(EXERCISE INSTRUCTIONS):
Nothing is needed except the lines below that run from the one with "positive clicks: (234, 202) (233, 202)" through the one with "positive clicks: (327, 67)", repeated exactly.
* * * * * * * * *
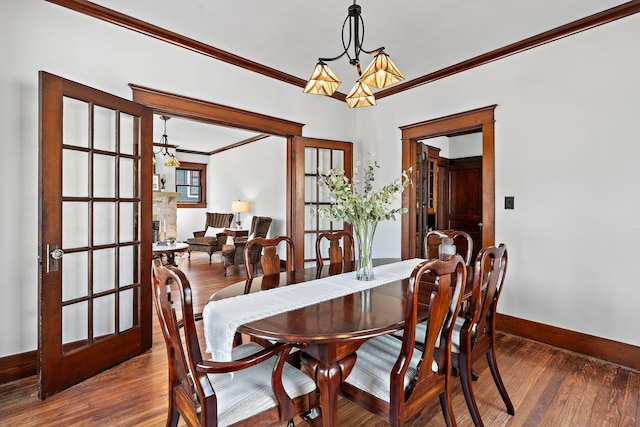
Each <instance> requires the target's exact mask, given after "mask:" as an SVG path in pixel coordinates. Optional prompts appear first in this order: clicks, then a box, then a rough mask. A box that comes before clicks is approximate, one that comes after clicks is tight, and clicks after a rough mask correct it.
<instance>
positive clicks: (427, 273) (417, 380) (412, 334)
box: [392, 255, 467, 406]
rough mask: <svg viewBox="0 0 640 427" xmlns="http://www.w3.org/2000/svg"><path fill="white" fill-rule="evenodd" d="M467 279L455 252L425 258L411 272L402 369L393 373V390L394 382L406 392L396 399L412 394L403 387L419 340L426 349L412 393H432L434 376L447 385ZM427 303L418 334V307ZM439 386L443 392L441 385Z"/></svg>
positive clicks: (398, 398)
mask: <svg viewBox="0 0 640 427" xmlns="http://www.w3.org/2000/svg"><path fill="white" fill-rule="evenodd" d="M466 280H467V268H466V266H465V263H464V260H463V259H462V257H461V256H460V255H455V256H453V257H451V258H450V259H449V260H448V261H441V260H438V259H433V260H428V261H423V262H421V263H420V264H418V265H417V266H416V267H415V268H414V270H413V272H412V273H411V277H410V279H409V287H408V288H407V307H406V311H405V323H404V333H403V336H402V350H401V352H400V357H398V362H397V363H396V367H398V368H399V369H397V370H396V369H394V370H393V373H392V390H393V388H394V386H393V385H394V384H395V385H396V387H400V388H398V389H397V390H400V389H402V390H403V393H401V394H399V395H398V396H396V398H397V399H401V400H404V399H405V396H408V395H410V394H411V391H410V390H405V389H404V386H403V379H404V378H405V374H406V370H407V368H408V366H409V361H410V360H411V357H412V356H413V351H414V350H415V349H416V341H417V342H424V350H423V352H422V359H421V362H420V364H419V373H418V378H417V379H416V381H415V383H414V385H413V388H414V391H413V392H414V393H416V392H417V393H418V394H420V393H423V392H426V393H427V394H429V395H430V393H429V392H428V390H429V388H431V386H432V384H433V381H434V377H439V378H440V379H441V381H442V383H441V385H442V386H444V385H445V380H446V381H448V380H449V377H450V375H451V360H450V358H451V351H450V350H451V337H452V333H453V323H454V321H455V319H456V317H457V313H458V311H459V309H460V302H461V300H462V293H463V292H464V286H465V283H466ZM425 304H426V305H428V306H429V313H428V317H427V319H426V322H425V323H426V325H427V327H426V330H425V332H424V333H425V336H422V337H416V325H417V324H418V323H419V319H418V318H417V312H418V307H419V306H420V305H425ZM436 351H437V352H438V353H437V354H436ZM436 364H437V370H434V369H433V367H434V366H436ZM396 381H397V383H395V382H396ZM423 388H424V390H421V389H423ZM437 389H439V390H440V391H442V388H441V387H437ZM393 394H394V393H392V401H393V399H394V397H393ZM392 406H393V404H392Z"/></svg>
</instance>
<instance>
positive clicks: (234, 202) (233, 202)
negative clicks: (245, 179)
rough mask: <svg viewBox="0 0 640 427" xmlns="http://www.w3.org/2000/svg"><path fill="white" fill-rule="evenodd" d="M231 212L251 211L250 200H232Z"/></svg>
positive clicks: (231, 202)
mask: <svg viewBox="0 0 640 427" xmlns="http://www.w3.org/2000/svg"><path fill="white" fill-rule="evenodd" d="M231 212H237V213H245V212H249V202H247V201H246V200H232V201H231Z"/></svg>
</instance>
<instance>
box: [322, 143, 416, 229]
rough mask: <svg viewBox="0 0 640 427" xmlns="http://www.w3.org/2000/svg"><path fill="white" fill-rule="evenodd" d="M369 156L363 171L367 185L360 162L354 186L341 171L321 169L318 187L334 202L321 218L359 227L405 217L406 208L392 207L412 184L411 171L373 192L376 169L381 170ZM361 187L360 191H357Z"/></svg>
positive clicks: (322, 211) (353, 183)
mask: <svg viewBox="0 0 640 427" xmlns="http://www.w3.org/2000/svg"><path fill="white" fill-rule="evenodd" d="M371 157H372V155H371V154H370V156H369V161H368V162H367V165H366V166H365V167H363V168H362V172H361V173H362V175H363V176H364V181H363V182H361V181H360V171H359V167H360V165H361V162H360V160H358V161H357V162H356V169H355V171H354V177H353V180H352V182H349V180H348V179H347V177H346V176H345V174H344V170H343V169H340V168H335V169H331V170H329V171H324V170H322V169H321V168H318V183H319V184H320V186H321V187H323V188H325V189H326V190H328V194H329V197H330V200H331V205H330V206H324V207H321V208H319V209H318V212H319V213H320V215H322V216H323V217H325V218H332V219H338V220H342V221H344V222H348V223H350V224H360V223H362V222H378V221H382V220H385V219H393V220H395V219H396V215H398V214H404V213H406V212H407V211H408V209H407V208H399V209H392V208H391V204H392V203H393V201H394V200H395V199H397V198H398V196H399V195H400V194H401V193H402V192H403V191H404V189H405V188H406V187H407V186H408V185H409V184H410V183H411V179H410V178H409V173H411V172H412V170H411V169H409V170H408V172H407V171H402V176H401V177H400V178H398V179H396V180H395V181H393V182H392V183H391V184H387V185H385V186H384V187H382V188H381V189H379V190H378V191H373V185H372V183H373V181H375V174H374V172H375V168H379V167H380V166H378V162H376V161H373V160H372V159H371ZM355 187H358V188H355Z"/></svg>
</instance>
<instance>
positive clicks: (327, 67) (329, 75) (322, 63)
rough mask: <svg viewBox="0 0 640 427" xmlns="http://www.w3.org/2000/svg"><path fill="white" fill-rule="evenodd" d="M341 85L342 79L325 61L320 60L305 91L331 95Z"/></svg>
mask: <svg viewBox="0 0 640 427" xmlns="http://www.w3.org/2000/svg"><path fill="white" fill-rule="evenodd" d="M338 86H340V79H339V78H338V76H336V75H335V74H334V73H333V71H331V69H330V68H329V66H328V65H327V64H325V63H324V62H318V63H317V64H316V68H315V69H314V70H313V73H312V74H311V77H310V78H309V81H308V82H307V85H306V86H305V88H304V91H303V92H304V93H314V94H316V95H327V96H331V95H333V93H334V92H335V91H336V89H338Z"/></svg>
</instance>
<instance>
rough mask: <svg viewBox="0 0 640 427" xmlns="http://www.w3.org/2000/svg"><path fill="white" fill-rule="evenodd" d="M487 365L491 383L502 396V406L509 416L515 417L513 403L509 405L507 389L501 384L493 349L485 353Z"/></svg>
* * * * * * * * *
(ANSWER TO THIS EXERCISE):
positive clicks: (234, 202) (233, 202)
negative clicks: (245, 179)
rough mask: <svg viewBox="0 0 640 427" xmlns="http://www.w3.org/2000/svg"><path fill="white" fill-rule="evenodd" d="M231 212L251 211L250 200H232Z"/></svg>
positive clicks: (231, 202)
mask: <svg viewBox="0 0 640 427" xmlns="http://www.w3.org/2000/svg"><path fill="white" fill-rule="evenodd" d="M231 212H237V213H245V212H249V202H247V201H246V200H232V201H231Z"/></svg>
</instance>
<instance>
box: [322, 143, 416, 229]
rough mask: <svg viewBox="0 0 640 427" xmlns="http://www.w3.org/2000/svg"><path fill="white" fill-rule="evenodd" d="M369 156L363 171L367 185L360 162L354 186L341 171L321 169L318 187L334 202L321 218L359 227L405 217L406 208L392 207L412 184L411 171L373 192L376 169L381 170ZM361 187L360 191H357Z"/></svg>
positive clicks: (322, 211) (353, 183)
mask: <svg viewBox="0 0 640 427" xmlns="http://www.w3.org/2000/svg"><path fill="white" fill-rule="evenodd" d="M371 157H372V155H371V154H370V156H369V161H368V162H367V165H366V166H365V167H363V168H362V172H361V173H362V175H363V176H364V181H363V182H361V181H360V171H359V167H360V165H361V162H360V160H358V161H357V162H356V169H355V171H354V177H353V180H352V182H349V180H348V179H347V177H346V176H345V174H344V170H343V169H340V168H335V169H331V170H329V171H324V170H322V169H321V168H318V183H319V184H320V186H321V187H323V188H325V189H326V190H328V194H329V197H330V200H331V205H330V206H324V207H321V208H319V209H318V212H319V213H320V215H322V216H323V217H325V218H332V219H338V220H342V221H344V222H348V223H350V224H360V223H362V222H378V221H382V220H385V219H393V220H395V219H396V215H398V214H404V213H406V212H407V211H408V209H407V208H399V209H392V208H391V204H392V203H393V201H394V200H395V199H397V198H398V196H399V195H400V194H401V193H402V192H403V191H404V189H405V188H406V187H407V186H408V185H409V184H410V183H411V179H410V178H409V173H411V172H412V170H411V169H409V170H408V172H407V171H402V176H401V177H400V178H398V179H396V180H395V181H393V182H392V183H391V184H387V185H385V186H384V187H382V188H381V189H379V190H378V191H373V185H372V183H373V181H375V174H374V172H375V168H379V167H380V166H378V162H376V161H373V160H372V159H371ZM355 187H358V188H355Z"/></svg>
</instance>
<instance>
positive clicks: (327, 67) (329, 75) (322, 63)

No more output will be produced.